Given problem:
Lines from the one containing "indicate the rear side" through the end of the data are to be returned exactly, and no others.

(Stored entries)
.....

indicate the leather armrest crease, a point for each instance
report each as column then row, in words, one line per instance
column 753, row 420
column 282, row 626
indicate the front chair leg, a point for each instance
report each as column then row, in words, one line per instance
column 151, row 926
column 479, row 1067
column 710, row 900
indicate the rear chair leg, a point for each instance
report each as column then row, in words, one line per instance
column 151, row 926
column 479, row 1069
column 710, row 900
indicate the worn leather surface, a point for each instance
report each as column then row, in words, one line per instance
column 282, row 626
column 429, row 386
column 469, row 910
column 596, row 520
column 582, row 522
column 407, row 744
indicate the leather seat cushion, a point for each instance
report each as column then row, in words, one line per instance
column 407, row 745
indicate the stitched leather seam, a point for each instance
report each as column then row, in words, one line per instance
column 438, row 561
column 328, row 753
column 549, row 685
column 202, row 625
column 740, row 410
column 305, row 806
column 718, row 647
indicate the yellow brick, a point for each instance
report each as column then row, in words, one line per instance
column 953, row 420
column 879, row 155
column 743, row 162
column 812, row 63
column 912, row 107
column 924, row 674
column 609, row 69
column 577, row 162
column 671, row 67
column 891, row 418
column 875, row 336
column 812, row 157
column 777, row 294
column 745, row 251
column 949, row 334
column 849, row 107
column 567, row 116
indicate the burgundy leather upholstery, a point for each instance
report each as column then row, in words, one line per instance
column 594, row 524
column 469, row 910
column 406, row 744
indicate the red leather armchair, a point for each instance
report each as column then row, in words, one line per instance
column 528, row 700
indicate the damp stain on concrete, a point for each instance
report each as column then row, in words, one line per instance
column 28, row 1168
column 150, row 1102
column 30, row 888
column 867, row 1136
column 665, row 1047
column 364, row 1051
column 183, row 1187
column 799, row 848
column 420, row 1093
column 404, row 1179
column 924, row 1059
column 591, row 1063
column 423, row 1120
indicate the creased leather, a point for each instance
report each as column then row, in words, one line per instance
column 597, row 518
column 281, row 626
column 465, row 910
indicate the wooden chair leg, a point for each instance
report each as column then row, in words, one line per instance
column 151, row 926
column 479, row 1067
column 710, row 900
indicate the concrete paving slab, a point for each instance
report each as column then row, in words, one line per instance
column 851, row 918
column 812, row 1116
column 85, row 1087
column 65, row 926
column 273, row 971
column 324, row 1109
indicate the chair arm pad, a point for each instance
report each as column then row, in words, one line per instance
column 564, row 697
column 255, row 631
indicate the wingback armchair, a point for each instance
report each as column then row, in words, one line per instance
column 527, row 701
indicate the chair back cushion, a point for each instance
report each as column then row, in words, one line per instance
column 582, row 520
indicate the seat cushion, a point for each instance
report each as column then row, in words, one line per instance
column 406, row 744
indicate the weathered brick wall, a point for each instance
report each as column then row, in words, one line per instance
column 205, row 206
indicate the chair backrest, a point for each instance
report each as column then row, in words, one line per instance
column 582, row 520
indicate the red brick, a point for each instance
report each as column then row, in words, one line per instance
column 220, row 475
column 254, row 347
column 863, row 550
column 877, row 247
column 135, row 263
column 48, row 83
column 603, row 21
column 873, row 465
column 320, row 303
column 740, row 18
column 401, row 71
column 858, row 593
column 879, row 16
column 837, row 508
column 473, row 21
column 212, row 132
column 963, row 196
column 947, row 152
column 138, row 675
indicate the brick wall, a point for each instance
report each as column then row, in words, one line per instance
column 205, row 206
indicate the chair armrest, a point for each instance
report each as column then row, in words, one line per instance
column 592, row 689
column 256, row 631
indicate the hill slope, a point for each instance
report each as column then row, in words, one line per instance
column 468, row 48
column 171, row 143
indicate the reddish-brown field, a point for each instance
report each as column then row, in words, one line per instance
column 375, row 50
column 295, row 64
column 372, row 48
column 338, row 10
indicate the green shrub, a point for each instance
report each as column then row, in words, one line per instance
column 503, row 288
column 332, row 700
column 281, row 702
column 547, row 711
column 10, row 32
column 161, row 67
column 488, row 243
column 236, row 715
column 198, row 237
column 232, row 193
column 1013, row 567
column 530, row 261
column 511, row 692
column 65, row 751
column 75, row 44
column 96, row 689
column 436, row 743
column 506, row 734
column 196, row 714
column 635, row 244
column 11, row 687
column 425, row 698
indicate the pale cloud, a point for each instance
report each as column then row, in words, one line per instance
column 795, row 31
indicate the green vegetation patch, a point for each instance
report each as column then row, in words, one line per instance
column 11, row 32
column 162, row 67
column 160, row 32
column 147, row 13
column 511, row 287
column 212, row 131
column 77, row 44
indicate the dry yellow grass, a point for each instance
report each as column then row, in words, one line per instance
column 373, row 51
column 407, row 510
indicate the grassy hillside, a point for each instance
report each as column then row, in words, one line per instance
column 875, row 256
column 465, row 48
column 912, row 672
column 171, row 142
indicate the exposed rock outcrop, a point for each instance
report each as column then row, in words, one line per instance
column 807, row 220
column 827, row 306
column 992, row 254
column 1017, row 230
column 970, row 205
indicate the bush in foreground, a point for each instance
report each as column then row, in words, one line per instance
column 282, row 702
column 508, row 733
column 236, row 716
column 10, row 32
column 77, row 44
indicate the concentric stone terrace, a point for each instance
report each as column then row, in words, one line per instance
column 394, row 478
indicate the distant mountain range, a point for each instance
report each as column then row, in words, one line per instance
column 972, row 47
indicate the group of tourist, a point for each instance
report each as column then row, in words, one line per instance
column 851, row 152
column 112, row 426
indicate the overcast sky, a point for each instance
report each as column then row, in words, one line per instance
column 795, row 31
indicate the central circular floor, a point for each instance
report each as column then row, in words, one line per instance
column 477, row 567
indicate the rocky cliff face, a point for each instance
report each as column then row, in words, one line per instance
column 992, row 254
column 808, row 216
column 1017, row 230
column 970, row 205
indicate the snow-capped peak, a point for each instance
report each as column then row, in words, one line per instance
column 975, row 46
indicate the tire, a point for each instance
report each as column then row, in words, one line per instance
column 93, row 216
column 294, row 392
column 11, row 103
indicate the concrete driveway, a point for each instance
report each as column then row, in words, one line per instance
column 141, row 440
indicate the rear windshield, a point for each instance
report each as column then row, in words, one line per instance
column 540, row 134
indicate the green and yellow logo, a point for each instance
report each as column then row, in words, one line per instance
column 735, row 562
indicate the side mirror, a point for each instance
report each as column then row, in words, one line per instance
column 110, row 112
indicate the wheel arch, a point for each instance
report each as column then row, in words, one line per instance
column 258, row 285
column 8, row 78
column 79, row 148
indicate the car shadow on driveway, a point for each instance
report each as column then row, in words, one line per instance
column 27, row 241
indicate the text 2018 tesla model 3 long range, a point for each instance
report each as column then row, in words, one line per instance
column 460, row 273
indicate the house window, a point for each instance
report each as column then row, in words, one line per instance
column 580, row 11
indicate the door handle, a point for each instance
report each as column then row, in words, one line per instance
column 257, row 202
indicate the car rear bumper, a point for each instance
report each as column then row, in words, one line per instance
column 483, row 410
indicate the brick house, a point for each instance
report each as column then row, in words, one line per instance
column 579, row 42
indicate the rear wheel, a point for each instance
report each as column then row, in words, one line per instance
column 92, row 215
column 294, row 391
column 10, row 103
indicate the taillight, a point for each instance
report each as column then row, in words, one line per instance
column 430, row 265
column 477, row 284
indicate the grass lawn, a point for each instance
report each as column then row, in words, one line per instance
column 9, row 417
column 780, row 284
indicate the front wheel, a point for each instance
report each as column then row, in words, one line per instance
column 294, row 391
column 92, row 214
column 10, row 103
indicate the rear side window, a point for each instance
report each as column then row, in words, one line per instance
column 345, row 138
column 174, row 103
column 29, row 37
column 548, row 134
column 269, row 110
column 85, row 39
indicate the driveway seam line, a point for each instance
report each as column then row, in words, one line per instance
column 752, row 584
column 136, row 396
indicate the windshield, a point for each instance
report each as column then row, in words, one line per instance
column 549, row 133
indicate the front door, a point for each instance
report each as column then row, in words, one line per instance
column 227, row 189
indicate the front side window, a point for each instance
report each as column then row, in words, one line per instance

.....

Exercise answer:
indicate the rear side window, a point for each instance
report each as column then row, in words, one line per instance
column 345, row 138
column 174, row 103
column 29, row 37
column 548, row 134
column 269, row 110
column 85, row 39
indicate the driveway seam line, a point for each instance
report each as column then row, in words, one line per instance
column 752, row 584
column 136, row 396
indicate the windshield, a point for each instance
report each as column then row, in words, one line per instance
column 549, row 133
indicate the front door, a point for each instance
report each as column then row, in words, one line per instance
column 227, row 189
indicate the front side window, a point for each instance
report each as column then row, in words, one line per instance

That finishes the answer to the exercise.